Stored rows
* Begin *

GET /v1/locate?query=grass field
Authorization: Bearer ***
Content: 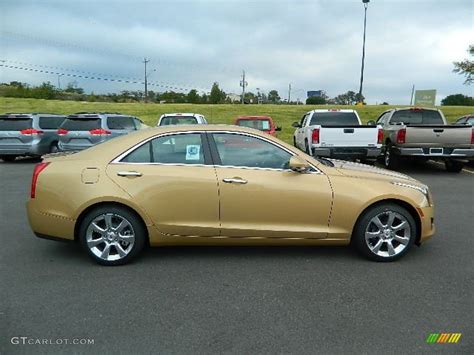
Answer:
[0,97,474,143]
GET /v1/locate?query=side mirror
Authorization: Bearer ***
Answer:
[288,156,311,173]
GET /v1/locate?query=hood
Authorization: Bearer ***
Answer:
[331,160,417,182]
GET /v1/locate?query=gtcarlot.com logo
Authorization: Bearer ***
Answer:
[426,333,462,344]
[10,337,94,345]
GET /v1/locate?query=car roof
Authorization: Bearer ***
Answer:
[236,116,272,120]
[308,108,356,113]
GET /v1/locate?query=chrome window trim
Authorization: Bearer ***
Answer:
[110,130,323,174]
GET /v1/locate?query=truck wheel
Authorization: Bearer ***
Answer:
[383,144,400,170]
[352,203,417,262]
[444,160,464,173]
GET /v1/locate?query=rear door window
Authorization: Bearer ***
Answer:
[390,109,444,125]
[39,116,66,129]
[0,117,33,131]
[61,117,102,131]
[107,116,136,130]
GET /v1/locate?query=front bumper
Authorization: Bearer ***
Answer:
[395,147,474,160]
[312,147,382,159]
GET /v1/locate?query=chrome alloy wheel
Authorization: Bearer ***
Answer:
[86,213,135,261]
[365,211,411,258]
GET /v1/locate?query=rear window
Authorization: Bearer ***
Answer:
[237,120,270,131]
[107,116,135,130]
[39,116,66,129]
[61,117,101,131]
[309,111,359,126]
[160,116,197,126]
[0,118,32,131]
[390,110,444,125]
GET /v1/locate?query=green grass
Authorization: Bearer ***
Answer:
[0,97,474,143]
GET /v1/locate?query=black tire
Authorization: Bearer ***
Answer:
[49,142,59,153]
[383,143,400,170]
[0,155,16,163]
[79,205,147,266]
[352,203,417,262]
[444,160,464,173]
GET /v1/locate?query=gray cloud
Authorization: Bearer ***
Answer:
[0,0,474,104]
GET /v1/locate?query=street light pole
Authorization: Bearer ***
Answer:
[359,0,370,103]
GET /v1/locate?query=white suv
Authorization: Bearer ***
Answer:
[156,113,207,127]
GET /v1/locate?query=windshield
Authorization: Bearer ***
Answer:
[390,110,444,125]
[160,116,197,126]
[237,119,270,131]
[310,111,359,126]
[61,117,101,131]
[0,117,32,131]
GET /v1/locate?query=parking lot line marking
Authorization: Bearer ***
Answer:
[431,161,474,175]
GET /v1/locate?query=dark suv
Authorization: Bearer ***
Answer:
[58,112,147,151]
[0,113,66,161]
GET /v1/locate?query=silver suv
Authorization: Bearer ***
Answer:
[156,113,207,127]
[58,112,147,151]
[0,113,66,161]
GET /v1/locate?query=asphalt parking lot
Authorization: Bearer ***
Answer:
[0,159,474,354]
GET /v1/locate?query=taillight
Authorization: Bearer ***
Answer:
[377,128,383,144]
[30,163,50,198]
[311,128,319,144]
[20,128,43,136]
[89,128,112,136]
[397,128,407,144]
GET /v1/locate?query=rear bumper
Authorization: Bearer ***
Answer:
[312,147,382,159]
[394,147,474,160]
[418,206,436,244]
[26,200,76,240]
[58,142,94,152]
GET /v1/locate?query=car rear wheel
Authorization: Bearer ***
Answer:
[383,144,400,170]
[79,206,146,266]
[0,155,16,162]
[352,204,417,262]
[444,160,464,173]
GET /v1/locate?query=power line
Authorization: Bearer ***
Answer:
[0,61,207,91]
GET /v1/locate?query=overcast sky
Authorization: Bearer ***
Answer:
[0,0,474,104]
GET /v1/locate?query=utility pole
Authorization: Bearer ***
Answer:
[359,0,370,103]
[143,58,150,102]
[240,70,248,104]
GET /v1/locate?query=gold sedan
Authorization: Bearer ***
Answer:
[27,125,434,265]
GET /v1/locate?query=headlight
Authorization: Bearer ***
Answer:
[392,181,433,206]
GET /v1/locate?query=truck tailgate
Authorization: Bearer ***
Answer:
[319,125,379,147]
[405,125,472,145]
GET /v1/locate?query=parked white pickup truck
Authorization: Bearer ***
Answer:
[293,109,383,160]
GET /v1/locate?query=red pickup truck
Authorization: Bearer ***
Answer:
[234,116,281,136]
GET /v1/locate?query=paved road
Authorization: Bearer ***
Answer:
[0,160,474,354]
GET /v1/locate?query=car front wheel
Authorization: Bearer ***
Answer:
[79,206,146,266]
[352,204,417,262]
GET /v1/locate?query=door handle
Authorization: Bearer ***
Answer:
[117,171,143,177]
[222,178,247,185]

* End *

• _Request_:
Format every row above as a numbered list, dropping blank lines and omitting the pictures from your answer.

• _Answer for this exercise_:
1. GET /v1/locate?query=grass field
2. Authorization: Bearer ***
3. Content: 
4. Answer:
5. [0,97,474,143]
6. GET /v1/locate?query=side mirror
7. Authorization: Bearer ***
8. Answer:
9. [288,156,311,173]
10. GET /v1/locate?query=hood
11. Authorization: Bearer ***
12. Answer:
13. [331,160,417,182]
14. GET /v1/locate?query=gtcarlot.com logo
15. Authorization: Bearer ***
16. Answer:
17. [426,333,462,344]
18. [10,337,94,345]
19. GET /v1/locate?query=car roof
20. Authorization: Bearer ***
21. Answer:
22. [236,116,272,120]
23. [308,108,356,113]
24. GET /v1/locate?query=chrome window trim
25. Authorization: Bearer ***
26. Answer:
27. [110,130,323,174]
28. GET /v1/locate?query=truck wheel
29. Authorization: Bearer ***
30. Answer:
31. [383,144,400,170]
32. [352,203,417,262]
33. [444,160,464,173]
34. GET /v1/locate?query=rear door window
35. Authorization: Bearer ***
36. Answer:
37. [390,109,444,125]
38. [39,116,66,129]
39. [0,117,33,131]
40. [61,117,102,131]
41. [107,116,136,130]
42. GET /v1/locate?query=front bumper
43. Authorization: Bearer ***
44. Answer:
45. [395,147,474,160]
46. [312,147,382,159]
47. GET /v1/locate?query=chrome alloy wheel
48. Authorization: Bearer ***
49. Answer:
50. [86,213,135,261]
51. [365,211,411,258]
52. GET /v1/locate?query=rear window
53. Authorization: Bearer ***
54. Answer:
55. [237,120,270,131]
56. [107,116,135,130]
57. [39,116,66,129]
58. [61,117,101,131]
59. [309,111,359,126]
60. [160,116,197,126]
61. [0,118,32,131]
62. [390,110,444,125]
63. GET /v1/locate?query=green grass
64. Authorization: Bearer ***
65. Answer:
66. [0,97,474,143]
67. GET /v1/locate?query=black tire
68. Authorization: Bearer ***
69. Answer:
70. [49,142,59,153]
71. [383,143,400,170]
72. [0,155,16,163]
73. [79,205,147,266]
74. [352,203,417,262]
75. [444,160,464,173]
76. GET /v1/locate?query=gray cloud
77. Authorization: Bearer ***
78. Answer:
79. [0,0,474,104]
80. GET /v1/locate?query=street light pole
81. Authorization: Bearer ***
82. Answer:
83. [359,0,370,103]
84. GET /v1/locate?query=white suv
85. Authorization: Bearer ***
86. Answer:
87. [156,113,207,127]
88. GET /v1/locate?query=windshield
89. Authorization: Bearer ***
90. Answer:
91. [390,110,444,125]
92. [160,116,197,126]
93. [237,119,270,131]
94. [310,111,359,126]
95. [61,117,101,131]
96. [0,117,32,131]
97. GET /v1/locate?query=parking lot line marking
98. Authorization: Bearer ***
99. Answer:
100. [431,161,474,175]
101. GET /v1/locate?query=dark suv
102. Authorization: Bearer ***
103. Answer:
104. [58,112,147,151]
105. [0,113,66,161]
106. GET /v1/locate?query=silver suv
107. Authorization: Bearer ***
108. Answer:
109. [156,113,207,127]
110. [58,112,147,151]
111. [0,113,66,161]
112. GET /v1/locate?query=asphalt parking lot
113. Authorization: Bearer ***
114. Answer:
115. [0,159,474,354]
116. GET /v1/locate?query=taillight
117. Authorization: Bearer ***
118. Answer:
119. [377,128,383,144]
120. [30,163,50,198]
121. [311,128,319,144]
122. [20,128,43,136]
123. [89,128,112,136]
124. [397,128,407,144]
125. GET /v1/locate?query=rear bumper
126. Authorization: Bearer ***
127. Answer:
128. [312,147,382,159]
129. [394,147,474,160]
130. [418,206,436,244]
131. [26,200,76,240]
132. [58,142,94,152]
133. GET /v1/locate?query=car rear wheel
134. Authorization: Bearer ***
135. Answer:
136. [383,144,400,170]
137. [79,206,146,266]
138. [0,155,16,162]
139. [352,204,417,262]
140. [444,160,464,173]
141. GET /v1/locate?query=power line
142. Authorization: Bearer ***
143. Answer:
144. [0,61,207,91]
145. GET /v1/locate?query=overcast sky
146. Authorization: Bearer ***
147. Answer:
148. [0,0,474,104]
149. GET /v1/locate?query=utility pole
150. Authorization: Bearer ***
151. Answer:
152. [359,0,370,103]
153. [143,58,150,102]
154. [240,70,248,104]
155. GET /v1/locate?query=gold sedan
156. Authorization: Bearer ***
157. Answer:
158. [27,125,434,265]
159. GET /v1/locate?query=headlight
160. Authorization: Bearer ***
161. Answer:
162. [392,181,433,206]
163. GET /v1/locate?query=truck tailgate
164. Authorization: Bearer ***
165. Answer:
166. [319,125,379,147]
167. [405,125,472,145]
168. GET /v1/locate?query=parked white pickup truck
169. Authorization: Bearer ***
170. Answer:
171. [293,109,383,160]
172. GET /v1/locate?query=red pickup truck
173. Authorization: Bearer ***
174. Answer:
175. [234,116,281,136]
176. GET /v1/locate?query=paved road
177. Authorization: Bearer ***
178. Answer:
179. [0,160,474,354]
180. GET /v1/locate?query=car front wheel
181. Authorization: Bearer ***
182. Answer:
183. [79,206,146,266]
184. [352,204,417,262]
185. GET /v1/locate?query=door handle
186. Authorization: Bearer ***
187. Answer:
188. [117,171,143,177]
189. [222,178,247,185]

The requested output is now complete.